* _What is required_: Pick up the China customs declaration article after its last sentence and continue it.

++++ Excerpt

China’s General Administration of Customs (GAC) has released an amendment to the Import and Export Declaration Documents Standards. Among many changes, the Amendment now requires Chinese entities with importing and exporting activities to confirm in the customs declaration documents:

  • Whether there is an underlying intercompany or other special relationship between the contracting parties (the Special Relationship Confirmation)
  • Whether the import/export price is influenced by the special relationship (the Arm's Length Confirmation) and
  • Whether any royalty in relation to the goods imported or exported is paid by the buyer to the seller (the Royalty Payment Confirmation).

To comply with these confirmation requests, the Chinese entities with importing and exporting activities should fill in the corresponding columns in the declaration documents with a simple Yes or No. Although such confirmation requests do not mandate a disclosure of details and explanation, it is very clear that the GAC is stepping up its monitoring of cross-border transactions, especially intercompany imports, and royalty payments in relation to imported goods.

For Chinese companies that frequently import from their overseas affiliates, especially those who make royalty payments to overseas affiliates, it becomes more important than ever to make sure that intercompany import prices and royalty payments are carefully and properly planned, based not only on the transfer pricing rules but also relevant customs regulations.

In this article, we share with you our interpretation of the above confirmation requirements, the underlying China customs pricing rules, and relevant planning considerations for multinationals.

The Special Relationship Confirmation

Generally, the Special Relationship Confirmation requires the Chinese company to ascertain whether a special relationship exists between the contracting parties to the underlying import/export activity.

For identification of a Special Relationship (i.e., an intercompany or other relationship that may affect the prices of the imported/exported goods), the customs authority is using a slightly different and broader definition than that of intercompany relationships under the Corporate Income Tax Law (CIT Law). According to the Measures for Assessing Dutiable Prices of Imported and Exported Goods (Assessment Measures), other than kinship, shareholding, sharing of management personnel, control of business operations, or common control by a third party, the following will also be identified as triggering a Special Relationship that may influence the transaction price:

  • The two transacting parties directly or indirectly control a third party
  • The transacting parties are members of a partnership and
  • A transacting party directly or indirectly holds, controls or owns no less than 5 percent of the other party's public voting shares.

The Arm's Length Confirmation

The Arm's Length Confirmation requires the Chinese company to ascertain whether the import/export price in the transaction is affected by an identified Special Relationship.

++++++++
++++ Material provided

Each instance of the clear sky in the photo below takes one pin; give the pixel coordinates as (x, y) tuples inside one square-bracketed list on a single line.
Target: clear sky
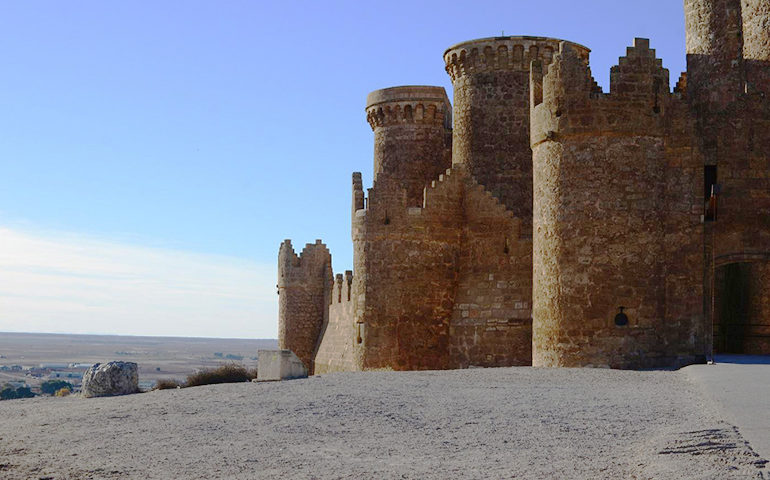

++++++++

* _Exercise result_:
According to the Assessment Measures, if a particular import/export price can be proved to be close to any of the following benchmark prices, it would be deemed "free from the influence of Special Relationship" − or else should be recognized as of non-arm's length:

  • The transaction price of the same or similar goods with an independent party inside China
  • The import price calculated based on the Resale Price Method (i.e., calculated based on the resale price inside China minus reasonable profit, expenses and taxes) and
  • The import price calculated based on the Computed Method (i.e., calculated based on costs of the products plus average profit and expenses).

As the Amendment indicated, the Chinese company in an import/export transaction shall bear the burden of proving the arm's length nature of the prices used in transactions involving a Special Relationship. If the price is not close to any of the benchmark prices, or if the Chinese company cannot produce relevant support, then when filling out the declaration document the Chinese company shall mark No in the corresponding column for arm's length confirmation.

Apparently, a simple No as the answer to the Arm's Length Confirmation will raise a red flag that potentially invites customs investigation. To ensure a positive Yes as the answer, it would be necessary to identify and document the benchmark prices used in determining the import/export prices.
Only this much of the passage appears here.